— begin —

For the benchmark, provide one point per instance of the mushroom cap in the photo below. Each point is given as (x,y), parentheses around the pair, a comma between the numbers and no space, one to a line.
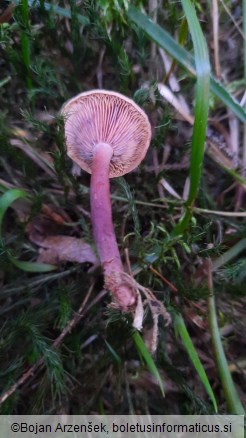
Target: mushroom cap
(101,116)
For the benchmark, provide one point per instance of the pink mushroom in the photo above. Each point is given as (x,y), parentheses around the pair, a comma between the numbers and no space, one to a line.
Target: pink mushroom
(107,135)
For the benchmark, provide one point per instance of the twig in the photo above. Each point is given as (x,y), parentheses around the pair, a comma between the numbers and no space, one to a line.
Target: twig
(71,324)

— end —
— begin —

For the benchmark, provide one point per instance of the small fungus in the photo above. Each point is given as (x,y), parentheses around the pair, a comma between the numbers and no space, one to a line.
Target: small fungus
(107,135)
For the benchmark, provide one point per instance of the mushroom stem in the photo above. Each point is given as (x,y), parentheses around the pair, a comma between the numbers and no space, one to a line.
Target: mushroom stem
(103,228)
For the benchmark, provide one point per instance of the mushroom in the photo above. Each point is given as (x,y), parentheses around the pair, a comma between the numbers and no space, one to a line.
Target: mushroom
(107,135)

— end —
— begin —

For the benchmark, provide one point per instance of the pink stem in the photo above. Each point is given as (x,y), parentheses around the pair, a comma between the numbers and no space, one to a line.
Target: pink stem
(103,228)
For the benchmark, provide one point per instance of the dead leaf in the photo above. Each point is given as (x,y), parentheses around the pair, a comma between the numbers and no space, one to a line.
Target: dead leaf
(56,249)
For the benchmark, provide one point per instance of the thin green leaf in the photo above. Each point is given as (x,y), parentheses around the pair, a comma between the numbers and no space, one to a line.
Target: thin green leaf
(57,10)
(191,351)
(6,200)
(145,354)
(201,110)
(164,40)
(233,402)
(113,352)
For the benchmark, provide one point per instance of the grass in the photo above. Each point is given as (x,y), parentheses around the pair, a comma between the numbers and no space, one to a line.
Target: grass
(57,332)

— end —

**Your instructions:** State how many lines in the entries above contain the string "Target" with the same capitalization, and give only that number.

**Output for this exercise:** 10